§ **What is asked**
Set down, word for word, the stretch of records from the line containing "Look at the photo below" through the line containing "[29, 54, 279, 205]", both included.

§ **Dataset records**

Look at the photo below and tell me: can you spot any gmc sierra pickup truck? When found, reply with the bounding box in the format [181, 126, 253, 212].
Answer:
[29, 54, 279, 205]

---

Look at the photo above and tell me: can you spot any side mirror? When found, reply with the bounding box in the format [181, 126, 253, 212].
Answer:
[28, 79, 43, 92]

§ **Task answer**
Look at the photo below and tell me: can you spot any gmc sierra pickup truck? When found, reply with the bounding box in the format [181, 126, 253, 212].
Answer:
[29, 54, 279, 205]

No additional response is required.